▸ What the exercise asks
Omit the pictures, but give back every entry below exactly as written.

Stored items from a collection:
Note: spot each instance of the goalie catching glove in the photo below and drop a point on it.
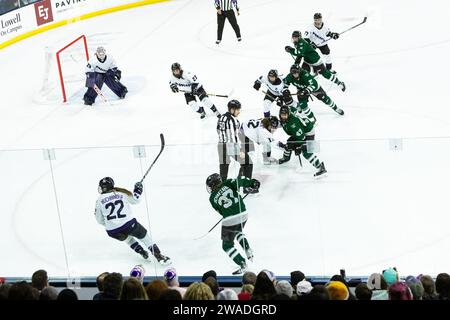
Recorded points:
(174, 87)
(138, 188)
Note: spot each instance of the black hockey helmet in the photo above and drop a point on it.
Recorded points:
(270, 123)
(105, 185)
(234, 104)
(273, 73)
(295, 68)
(213, 182)
(284, 110)
(274, 122)
(175, 66)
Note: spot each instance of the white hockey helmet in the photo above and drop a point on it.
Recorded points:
(100, 53)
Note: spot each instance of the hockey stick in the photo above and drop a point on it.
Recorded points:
(339, 33)
(161, 136)
(100, 93)
(364, 20)
(216, 223)
(209, 94)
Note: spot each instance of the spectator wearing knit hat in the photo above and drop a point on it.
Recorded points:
(227, 294)
(198, 291)
(443, 286)
(284, 287)
(399, 291)
(391, 276)
(429, 288)
(264, 288)
(214, 285)
(340, 278)
(415, 286)
(210, 273)
(363, 292)
(379, 287)
(319, 292)
(337, 290)
(171, 277)
(303, 288)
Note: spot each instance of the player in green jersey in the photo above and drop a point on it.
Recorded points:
(302, 49)
(306, 85)
(300, 130)
(226, 200)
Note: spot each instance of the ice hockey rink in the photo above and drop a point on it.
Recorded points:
(384, 202)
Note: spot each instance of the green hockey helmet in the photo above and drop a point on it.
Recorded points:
(213, 182)
(284, 111)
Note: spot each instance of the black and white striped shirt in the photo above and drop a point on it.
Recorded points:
(225, 5)
(228, 128)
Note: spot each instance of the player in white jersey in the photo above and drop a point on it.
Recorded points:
(102, 69)
(260, 131)
(318, 35)
(113, 211)
(277, 91)
(188, 83)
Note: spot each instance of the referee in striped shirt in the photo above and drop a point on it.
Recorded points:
(228, 130)
(225, 11)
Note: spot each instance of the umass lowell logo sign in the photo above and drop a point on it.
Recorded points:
(43, 12)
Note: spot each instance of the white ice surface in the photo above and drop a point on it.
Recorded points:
(377, 207)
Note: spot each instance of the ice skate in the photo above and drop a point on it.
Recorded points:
(321, 172)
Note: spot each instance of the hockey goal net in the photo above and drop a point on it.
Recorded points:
(64, 73)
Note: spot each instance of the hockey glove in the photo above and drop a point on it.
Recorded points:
(300, 148)
(138, 188)
(118, 74)
(174, 87)
(194, 88)
(304, 93)
(256, 184)
(90, 79)
(289, 49)
(111, 73)
(333, 35)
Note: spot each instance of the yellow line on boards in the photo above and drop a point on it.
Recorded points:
(76, 19)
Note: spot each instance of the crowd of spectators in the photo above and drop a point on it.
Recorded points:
(386, 285)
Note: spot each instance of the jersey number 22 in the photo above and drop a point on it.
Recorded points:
(112, 213)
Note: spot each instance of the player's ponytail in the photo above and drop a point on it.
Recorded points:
(123, 190)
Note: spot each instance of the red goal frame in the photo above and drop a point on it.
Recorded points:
(61, 77)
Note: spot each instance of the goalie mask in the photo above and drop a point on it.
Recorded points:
(101, 54)
(213, 182)
(105, 185)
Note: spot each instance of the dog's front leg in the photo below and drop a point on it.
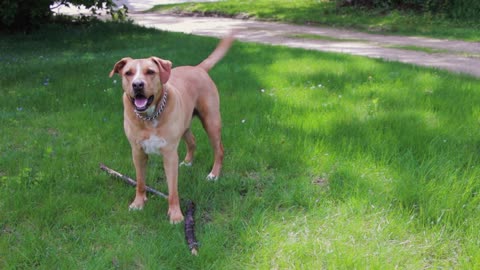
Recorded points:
(170, 164)
(140, 161)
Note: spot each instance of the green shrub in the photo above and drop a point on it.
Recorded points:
(457, 9)
(25, 15)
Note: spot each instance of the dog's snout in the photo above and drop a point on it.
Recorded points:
(138, 85)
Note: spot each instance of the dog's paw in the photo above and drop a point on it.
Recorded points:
(137, 204)
(175, 216)
(134, 207)
(185, 164)
(212, 177)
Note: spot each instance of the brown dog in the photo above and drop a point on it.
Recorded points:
(159, 104)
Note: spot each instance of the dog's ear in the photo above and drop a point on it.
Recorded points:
(165, 67)
(119, 66)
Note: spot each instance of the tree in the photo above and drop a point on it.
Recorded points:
(27, 14)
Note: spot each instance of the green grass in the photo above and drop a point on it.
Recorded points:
(327, 13)
(332, 161)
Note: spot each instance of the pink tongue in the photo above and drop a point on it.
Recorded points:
(141, 102)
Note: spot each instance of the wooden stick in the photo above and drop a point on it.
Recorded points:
(189, 215)
(130, 181)
(190, 228)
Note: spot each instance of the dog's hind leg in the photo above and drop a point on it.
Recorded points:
(140, 161)
(190, 142)
(213, 127)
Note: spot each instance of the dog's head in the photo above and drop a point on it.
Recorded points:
(143, 79)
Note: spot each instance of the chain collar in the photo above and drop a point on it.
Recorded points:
(161, 108)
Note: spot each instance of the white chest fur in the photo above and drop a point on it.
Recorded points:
(153, 144)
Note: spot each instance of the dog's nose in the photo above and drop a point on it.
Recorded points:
(138, 85)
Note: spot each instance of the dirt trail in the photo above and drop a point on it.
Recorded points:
(455, 56)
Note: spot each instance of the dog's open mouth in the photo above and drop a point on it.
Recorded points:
(141, 102)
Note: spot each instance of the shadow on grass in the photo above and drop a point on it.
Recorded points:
(302, 131)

▸ Response to this task
Note: spot each instance of the goalie catching glove in the photo below and drop a point on it.
Recorded points:
(174, 87)
(138, 188)
Note: spot each instance of the black hockey helmet in the photo above and drop a point on it.
Recorded points:
(270, 123)
(105, 185)
(234, 104)
(273, 73)
(295, 68)
(213, 182)
(284, 110)
(274, 122)
(175, 66)
Note: spot each instance of the white hockey helmet in the photo above and drop a point on it.
Recorded points:
(100, 53)
Note: spot each instance of the hockey stick in the photo above and drop a point on it.
Recorded points:
(339, 33)
(161, 136)
(100, 93)
(364, 20)
(216, 223)
(209, 94)
Note: spot each instance of the spectator wearing knit hat in the photo above and drop a point on it.
Recorded points:
(227, 294)
(198, 291)
(443, 286)
(284, 287)
(399, 291)
(391, 276)
(429, 288)
(264, 288)
(214, 285)
(340, 278)
(415, 286)
(210, 273)
(363, 292)
(379, 287)
(319, 292)
(337, 290)
(171, 277)
(303, 288)
Note: spot each instance of the player in green jersey in the photo above and drop a point on it.
Recorded points:
(302, 49)
(306, 85)
(300, 130)
(226, 200)
Note: spot each instance of the ice hockey rink in the photo above and drop a point on it.
Recorded points:
(384, 202)
Note: spot each instance of the green hockey helmet in the photo above and drop a point on it.
Recorded points:
(213, 182)
(284, 111)
Note: spot each instance of the black and white striped shirt in the photo above and drop a point on it.
Recorded points:
(225, 5)
(228, 128)
Note: spot each instance of the player in white jersey in the photo above and drop a point on it.
Recorded points:
(102, 69)
(260, 131)
(318, 35)
(113, 211)
(277, 91)
(188, 83)
Note: spot each instance of the referee in striped shirt in the photo above and drop a point on it.
Recorded points:
(228, 130)
(225, 11)
Note: spot each instance of the umass lowell logo sign in the photo above and drop a point on it.
Recorded points:
(43, 12)
Note: spot each instance of the white ice surface in the photo above and drop a point on it.
Recorded points:
(377, 207)
Note: spot each instance of the ice skate in the photo above and drop a point on it.
Recorded points:
(321, 172)
Note: spot each instance of the hockey goal net in the photo above and drop a point on it.
Recorded points:
(64, 73)
Note: spot each instance of the hockey glove in the photo above and drop a point on it.
Recorded points:
(300, 148)
(138, 188)
(118, 74)
(174, 87)
(194, 88)
(304, 93)
(256, 184)
(90, 79)
(289, 49)
(111, 73)
(333, 35)
Note: spot each instance of the yellow line on boards in the photo above and drop a point on it.
Recorded points:
(76, 19)
Note: spot each instance of the crowd of spectators in the photo above and drop a point on it.
Recorded points:
(386, 285)
Note: spot each instance of the jersey number 22 in the photo above and drop a point on it.
Recorded points:
(112, 213)
Note: spot each instance of the player's ponytail in the photo above and drop a point on it.
Recorded points:
(123, 190)
Note: spot each instance of the red goal frame in the photo above and drop a point on it.
Recorded points:
(61, 77)
Note: spot each instance of the goalie mask in the photo above and drop a point on it.
Recorded points:
(101, 54)
(213, 182)
(105, 185)
Note: spot each instance of the dog's front leg in the photo below and drop a point on it.
Recorded points:
(170, 164)
(140, 161)
Note: spot each instance of the green shrub in the photo above and drop a point on it.
Recorded points:
(457, 9)
(25, 15)
Note: spot each instance of the dog's snout in the photo above and drop a point on it.
Recorded points:
(138, 85)
Note: spot each instance of the dog's paw in the photo above and drop a point on it.
Recorded points:
(137, 204)
(175, 216)
(134, 207)
(185, 164)
(212, 177)
Note: spot each instance of the brown dog in the photo above and drop a point on it.
Recorded points:
(159, 104)
Note: spot each instance of the dog's ear in the photo above and drop a point on it.
Recorded points:
(165, 67)
(119, 66)
Note: spot each instance of the tree in the photo above and drop a point on it.
Recorded points:
(27, 14)
Note: spot each instance of the green grass in the photo above and drop a point on it.
Recorded points:
(327, 13)
(332, 161)
Note: spot each instance of the pink tongue in the photo above and drop a point on it.
Recorded points:
(141, 102)
Note: spot each instance of the wooden stick in the photo above and drop a point on it.
Recorded points:
(189, 215)
(130, 181)
(190, 228)
Note: spot each instance of the dog's hind leg in the photo above and drop a point on it.
Recorded points:
(140, 161)
(190, 142)
(213, 127)
Note: spot each instance of the dog's head in the photo above and drop a point on it.
Recorded points:
(143, 79)
Note: spot each instance of the chain collar in the photo above and drop a point on it.
Recorded points:
(161, 108)
Note: spot each instance of the white chest fur in the photo above and drop a point on it.
Recorded points:
(153, 144)
Note: spot each instance of the dog's nose in the photo above and drop a point on it.
Recorded points:
(138, 85)
Note: spot each instance of the dirt trail in the photo above and drop a point on it.
Recorded points:
(455, 56)
Note: spot each instance of the dog's open mouth in the photo above and drop a point on it.
Recorded points:
(141, 102)
Note: spot each instance of the shadow on grass in the photo above and drop a point on it.
Recorded points:
(302, 131)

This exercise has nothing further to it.